## What to do
Please extract the lines of the data below without any changes, starting at the line containing "target: high-rise apartment building" and ending at the final line of the data.

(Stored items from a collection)
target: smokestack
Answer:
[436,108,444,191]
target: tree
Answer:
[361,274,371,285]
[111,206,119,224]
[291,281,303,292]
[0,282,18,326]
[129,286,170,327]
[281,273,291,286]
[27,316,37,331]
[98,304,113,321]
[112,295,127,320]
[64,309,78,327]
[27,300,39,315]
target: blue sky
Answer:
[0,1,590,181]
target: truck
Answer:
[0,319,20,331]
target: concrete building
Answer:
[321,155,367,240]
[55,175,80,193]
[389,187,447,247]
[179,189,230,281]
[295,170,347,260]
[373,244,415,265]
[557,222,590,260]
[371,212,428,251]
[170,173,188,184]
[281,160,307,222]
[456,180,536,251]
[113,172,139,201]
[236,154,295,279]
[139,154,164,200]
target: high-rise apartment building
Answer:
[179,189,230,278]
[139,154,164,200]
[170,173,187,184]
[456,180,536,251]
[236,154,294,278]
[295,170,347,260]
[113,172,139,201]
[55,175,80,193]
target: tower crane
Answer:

## The answer
target: high-rise apartment building
Answer:
[179,189,230,278]
[139,154,164,200]
[170,173,187,184]
[456,180,536,251]
[236,154,294,278]
[295,170,347,260]
[113,172,139,201]
[55,175,80,193]
target: tower crane
Answer:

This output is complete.